## Begin Passage shown

Being that the screen time for these ads is quite short in comparison to the
entire video, and the start and end times of visibility would be known for
each ad placement you can just splice together the actual targeted video and
not worry about the other parts of the video that don't have placements. Of
course Mirriad may not be so heavily optimized yet in the workflow, but hey,
they'll get there and it is only a few perl scripts with calls to ffmpeg
anyways.

As for the servers needing to store different versions of the video a few
points:

1\. Storage is cheap, bandwidth or CPU is expensive. And we're billing the
advertiser. Re-rendering videos for adaptive streaming is a cheap cost and
there isn't generally a real time requirement. 2\. If you don't want to store
multiple versions and are using HLS for streaming delivery, you can just
splice together the playlist of multiple optical flow rendered segments with
EXT-X-DISCONTINUITY.

The problem is delivery via Youtube and being able to do fine grained consumer
targeting. It would be better to be self hosted so you can use the various
consumer targeting services like BlueKai and not have to build an entire
segmentation platform.

[1] -
[http://en.wikipedia.org/wiki/Optical_flow](http://en.wikipedia.org/wiki/Optical_flow)

------
xi_an
Jokes from 90's animated comedies coming true.

## End Passage shown

▸ To do: In the forum post about splicing ads into video, which HLS tag is named for joining the playlist of rendered segments?

## Begin Supplied information

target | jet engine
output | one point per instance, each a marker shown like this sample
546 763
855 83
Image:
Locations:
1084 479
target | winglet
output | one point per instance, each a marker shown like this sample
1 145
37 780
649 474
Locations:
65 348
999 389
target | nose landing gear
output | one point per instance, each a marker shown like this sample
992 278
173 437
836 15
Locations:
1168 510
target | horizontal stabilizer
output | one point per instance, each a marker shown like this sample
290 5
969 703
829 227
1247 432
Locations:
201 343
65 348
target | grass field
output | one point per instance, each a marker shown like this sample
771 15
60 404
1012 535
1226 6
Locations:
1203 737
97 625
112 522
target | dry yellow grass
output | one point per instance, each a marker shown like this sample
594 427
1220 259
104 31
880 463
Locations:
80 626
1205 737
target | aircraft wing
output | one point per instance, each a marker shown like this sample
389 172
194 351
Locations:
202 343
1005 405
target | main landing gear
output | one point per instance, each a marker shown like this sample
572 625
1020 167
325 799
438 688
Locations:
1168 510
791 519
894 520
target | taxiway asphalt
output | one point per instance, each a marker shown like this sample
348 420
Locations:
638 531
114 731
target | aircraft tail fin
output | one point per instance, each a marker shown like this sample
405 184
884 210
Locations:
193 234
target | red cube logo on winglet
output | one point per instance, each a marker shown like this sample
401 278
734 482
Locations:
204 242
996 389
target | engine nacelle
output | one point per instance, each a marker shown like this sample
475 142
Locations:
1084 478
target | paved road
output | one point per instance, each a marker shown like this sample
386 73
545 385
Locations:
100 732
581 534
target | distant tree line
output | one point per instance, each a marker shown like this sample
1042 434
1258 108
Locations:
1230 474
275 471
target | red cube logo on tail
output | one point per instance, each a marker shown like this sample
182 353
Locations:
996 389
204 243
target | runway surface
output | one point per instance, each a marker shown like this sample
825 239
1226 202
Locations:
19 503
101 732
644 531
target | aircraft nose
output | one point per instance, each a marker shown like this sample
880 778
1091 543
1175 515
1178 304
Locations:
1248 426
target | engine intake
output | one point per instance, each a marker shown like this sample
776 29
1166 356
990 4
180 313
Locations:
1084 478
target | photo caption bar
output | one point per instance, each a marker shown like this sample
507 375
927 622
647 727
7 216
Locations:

## End Supplied information

▸ Completed exercise: EXT-X-DISCONTINUITY